• [Tarea 1]: En el texto sobre la iconografía religiosa, sustituye "pintura" por "escultura" en todo lo que va desde "En su apasionante" hasta "la herencia medieval." y reescribe ese fragmento.
• [Tarea 2]: Resume el párrafo del texto sobre la iconografía religiosa que empieza por "En su apasionante libro" sin perder sus datos principales.

• [Texto del ejercicio]:
———
La transformación de la iconografla religiosa en la Alemania del s. XVI


En su apasionante libro El espejo del artista. El arte del Renacimiento septentrional en su contexto histórico (Akal, 2007), Craig Harbison desgrana el impacto que la emergente cultura humanista tuvo en la pintura de los países nórdicos, especialmente en Alemania, tanto en el orden temático como dogmático y teológico. Como es natural, el auge del luteranismo tenía que traducirse en la progresiva desaparición de ciertas figuras en beneficio de otras, un fenómeno que en la ilustración de la Biblia se hizo especialmente lacerante, como analizaremos en otras Crónicas. Por lo pronto, valga este extracto para ubicar el escenario de los cambios que el Renacimiento infligió a la herencia medieval.
———
• [Datos de entrada]:

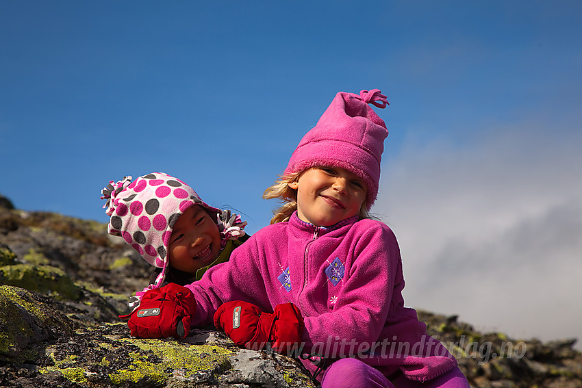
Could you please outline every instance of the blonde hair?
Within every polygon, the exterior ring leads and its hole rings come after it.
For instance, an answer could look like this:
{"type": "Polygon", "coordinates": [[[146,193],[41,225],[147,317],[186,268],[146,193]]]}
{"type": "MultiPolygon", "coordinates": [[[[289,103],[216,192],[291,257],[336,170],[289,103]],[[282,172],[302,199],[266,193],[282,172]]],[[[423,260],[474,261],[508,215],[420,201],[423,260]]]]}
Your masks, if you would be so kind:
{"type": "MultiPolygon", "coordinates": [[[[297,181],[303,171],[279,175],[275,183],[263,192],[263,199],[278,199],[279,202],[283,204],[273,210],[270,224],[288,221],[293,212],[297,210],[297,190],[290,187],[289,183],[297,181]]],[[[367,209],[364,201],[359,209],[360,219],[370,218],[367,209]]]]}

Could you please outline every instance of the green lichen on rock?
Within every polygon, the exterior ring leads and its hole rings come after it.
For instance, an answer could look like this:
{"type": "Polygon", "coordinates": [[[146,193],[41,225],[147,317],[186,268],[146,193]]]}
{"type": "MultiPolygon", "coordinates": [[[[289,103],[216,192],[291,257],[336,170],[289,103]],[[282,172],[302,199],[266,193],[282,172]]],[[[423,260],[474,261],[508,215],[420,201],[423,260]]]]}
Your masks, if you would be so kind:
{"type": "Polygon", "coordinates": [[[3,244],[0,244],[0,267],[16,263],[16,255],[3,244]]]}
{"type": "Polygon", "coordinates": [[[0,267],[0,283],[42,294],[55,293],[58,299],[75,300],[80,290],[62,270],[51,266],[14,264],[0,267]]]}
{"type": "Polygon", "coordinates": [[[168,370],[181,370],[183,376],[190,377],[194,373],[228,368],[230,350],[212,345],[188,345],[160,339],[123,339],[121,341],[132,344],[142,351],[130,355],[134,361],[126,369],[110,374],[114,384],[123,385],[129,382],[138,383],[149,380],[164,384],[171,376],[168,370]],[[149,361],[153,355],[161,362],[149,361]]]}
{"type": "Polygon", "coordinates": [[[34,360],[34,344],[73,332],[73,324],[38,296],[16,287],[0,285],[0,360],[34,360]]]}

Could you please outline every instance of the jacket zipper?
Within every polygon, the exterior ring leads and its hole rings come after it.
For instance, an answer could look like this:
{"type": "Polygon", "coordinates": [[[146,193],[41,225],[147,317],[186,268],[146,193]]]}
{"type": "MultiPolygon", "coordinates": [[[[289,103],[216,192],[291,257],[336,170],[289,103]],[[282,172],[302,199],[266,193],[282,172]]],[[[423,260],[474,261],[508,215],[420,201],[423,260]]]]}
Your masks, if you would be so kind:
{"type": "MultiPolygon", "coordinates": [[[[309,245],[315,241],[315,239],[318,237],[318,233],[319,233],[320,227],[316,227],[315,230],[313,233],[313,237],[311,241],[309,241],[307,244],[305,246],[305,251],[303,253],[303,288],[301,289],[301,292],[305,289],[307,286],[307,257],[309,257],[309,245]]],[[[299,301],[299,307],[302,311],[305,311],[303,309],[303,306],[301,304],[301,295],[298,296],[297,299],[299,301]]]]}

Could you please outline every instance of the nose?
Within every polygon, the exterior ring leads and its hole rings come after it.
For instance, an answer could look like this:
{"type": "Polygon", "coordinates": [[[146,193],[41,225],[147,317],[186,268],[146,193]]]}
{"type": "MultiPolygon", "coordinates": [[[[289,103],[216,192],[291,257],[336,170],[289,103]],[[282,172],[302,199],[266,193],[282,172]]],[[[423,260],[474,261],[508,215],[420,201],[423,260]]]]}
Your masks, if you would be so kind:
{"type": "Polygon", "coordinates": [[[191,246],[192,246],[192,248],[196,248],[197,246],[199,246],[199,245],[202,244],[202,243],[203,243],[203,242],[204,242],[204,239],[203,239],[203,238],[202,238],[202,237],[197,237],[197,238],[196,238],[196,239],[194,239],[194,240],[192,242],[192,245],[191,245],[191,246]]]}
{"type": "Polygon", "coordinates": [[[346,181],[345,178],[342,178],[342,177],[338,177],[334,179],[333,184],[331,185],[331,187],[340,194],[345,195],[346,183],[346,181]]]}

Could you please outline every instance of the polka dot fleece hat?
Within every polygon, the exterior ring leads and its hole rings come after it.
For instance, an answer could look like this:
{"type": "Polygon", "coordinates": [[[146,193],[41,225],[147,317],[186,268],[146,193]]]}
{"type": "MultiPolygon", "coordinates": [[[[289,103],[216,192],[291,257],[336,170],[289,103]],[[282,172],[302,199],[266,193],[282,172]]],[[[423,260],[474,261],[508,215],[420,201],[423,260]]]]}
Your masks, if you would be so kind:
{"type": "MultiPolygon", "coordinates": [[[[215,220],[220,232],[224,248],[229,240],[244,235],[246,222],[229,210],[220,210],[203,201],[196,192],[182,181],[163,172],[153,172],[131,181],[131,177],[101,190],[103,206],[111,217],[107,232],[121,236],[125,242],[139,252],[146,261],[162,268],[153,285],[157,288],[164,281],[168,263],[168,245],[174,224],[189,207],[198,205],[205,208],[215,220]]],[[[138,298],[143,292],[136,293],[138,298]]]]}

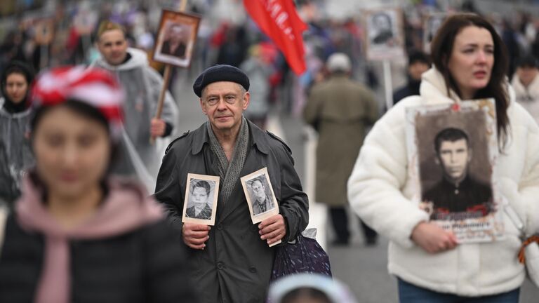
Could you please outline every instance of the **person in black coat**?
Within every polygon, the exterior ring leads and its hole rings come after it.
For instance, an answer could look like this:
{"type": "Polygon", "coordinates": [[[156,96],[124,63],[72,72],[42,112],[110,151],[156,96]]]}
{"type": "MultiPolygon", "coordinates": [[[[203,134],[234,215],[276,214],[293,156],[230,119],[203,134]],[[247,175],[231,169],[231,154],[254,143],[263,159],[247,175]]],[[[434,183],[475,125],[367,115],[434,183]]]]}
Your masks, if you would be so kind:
———
• [Respuesta escrita 1]:
En su apasionante libro El espejo del artista. El arte del Renacimiento septentrional en su contexto histórico (Akal, 2007), Craig Harbison desgrana el impacto que la emergente cultura humanista tuvo en la escultura de los países nórdicos, especialmente en Alemania, tanto en el orden temático como dogmático y teológico. Como es natural, el auge del luteranismo tenía que traducirse en la progresiva desaparición de ciertas figuras en beneficio de otras, un fenómeno que en la ilustración de la Biblia se hizo especialmente lacerante, como analizaremos en otras Crónicas. Por lo pronto, valga este extracto para ubicar el escenario de los cambios que el Renacimiento infligió a la herencia medieval.

• [Respuesta escrita 2]: En El espejo del artista. El arte del Renacimiento septentrional en su contexto histórico (Akal, 2007), Craig Harbison analiza cómo la cultura humanista emergente influyó en la pintura de los países nórdicos, sobre todo en Alemania, en lo temático, lo dogmático y lo teológico. El auge del luteranismo hizo desaparecer poco a poco ciertas figuras en favor de otras, algo especialmente lacerante en la ilustración de la Biblia. El extracto sirve para situar los cambios que el Renacimiento impuso a la herencia medieval.